:: EXERCISE REQUIREMENTS ::
Rewrite the entries from the line containing "Reviewer note: every instance of the girl's" through the last entry, changing "leopard print dress" to "animal print dress" and leaving everything else as it is.

(Coordinate labeling data)
───
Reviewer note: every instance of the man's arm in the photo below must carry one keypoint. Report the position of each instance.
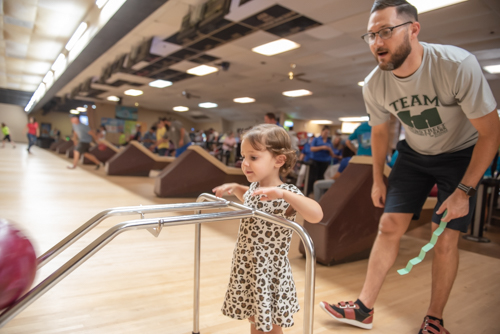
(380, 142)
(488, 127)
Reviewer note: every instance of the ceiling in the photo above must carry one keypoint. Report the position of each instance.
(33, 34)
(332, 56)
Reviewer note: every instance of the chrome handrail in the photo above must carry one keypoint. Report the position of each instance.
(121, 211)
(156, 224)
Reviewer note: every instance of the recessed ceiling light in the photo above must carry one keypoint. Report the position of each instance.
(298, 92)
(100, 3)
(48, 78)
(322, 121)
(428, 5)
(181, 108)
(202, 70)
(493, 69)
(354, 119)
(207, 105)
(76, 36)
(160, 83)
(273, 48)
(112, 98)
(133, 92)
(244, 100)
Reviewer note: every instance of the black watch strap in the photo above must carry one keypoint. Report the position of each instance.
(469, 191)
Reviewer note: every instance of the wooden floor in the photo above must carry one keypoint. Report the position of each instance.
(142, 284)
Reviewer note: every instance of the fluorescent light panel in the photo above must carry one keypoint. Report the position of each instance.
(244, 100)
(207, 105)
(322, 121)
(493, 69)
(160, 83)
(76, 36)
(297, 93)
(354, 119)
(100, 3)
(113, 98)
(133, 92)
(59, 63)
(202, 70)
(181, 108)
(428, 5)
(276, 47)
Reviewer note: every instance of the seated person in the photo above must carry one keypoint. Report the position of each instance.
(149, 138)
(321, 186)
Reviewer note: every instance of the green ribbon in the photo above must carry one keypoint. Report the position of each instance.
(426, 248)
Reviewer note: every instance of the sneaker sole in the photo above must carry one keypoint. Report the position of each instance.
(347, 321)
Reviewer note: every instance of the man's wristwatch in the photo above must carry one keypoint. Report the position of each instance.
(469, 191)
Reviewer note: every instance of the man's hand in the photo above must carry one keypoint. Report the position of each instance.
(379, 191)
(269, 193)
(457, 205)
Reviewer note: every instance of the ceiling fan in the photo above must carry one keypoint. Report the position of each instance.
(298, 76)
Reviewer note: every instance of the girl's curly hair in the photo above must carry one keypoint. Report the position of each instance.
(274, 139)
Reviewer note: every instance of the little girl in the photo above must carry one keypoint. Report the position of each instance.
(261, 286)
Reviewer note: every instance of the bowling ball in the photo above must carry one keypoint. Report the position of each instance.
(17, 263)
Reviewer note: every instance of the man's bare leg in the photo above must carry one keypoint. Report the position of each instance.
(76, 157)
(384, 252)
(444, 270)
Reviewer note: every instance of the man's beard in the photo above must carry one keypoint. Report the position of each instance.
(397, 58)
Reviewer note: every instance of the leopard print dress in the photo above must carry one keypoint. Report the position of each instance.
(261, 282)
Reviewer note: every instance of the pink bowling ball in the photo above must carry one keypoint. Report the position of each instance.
───
:: FINISHED EXERCISE ::
Reviewer note: every instance of the girl's curly hair in the photo above must carry one keypoint. Report the position of each instance.
(274, 139)
Reviewer note: every instance of the little girl in the photo above must carry one keypoint. Report the position of each instance.
(261, 286)
Reviewer note: every instance of the bowling ball in the photo above must carry one keypoint. Report the position of each instance.
(17, 263)
Reviewer note: every instance of the man's bare leg in the photo above must carry one keypoint. Report the position of each instance.
(76, 157)
(384, 252)
(444, 270)
Reviewer note: every instance of the man's beard in the photo above must carry one keypoint. Report the position of each instance.
(397, 58)
Reviewer note: every instance of the animal print dress in the photo above must carry one keypoint. Report the position of each instance.
(261, 282)
Reviewer note: every instance of the pink bowling ball in the photo above must carry one keypoint. Report the position of each instance.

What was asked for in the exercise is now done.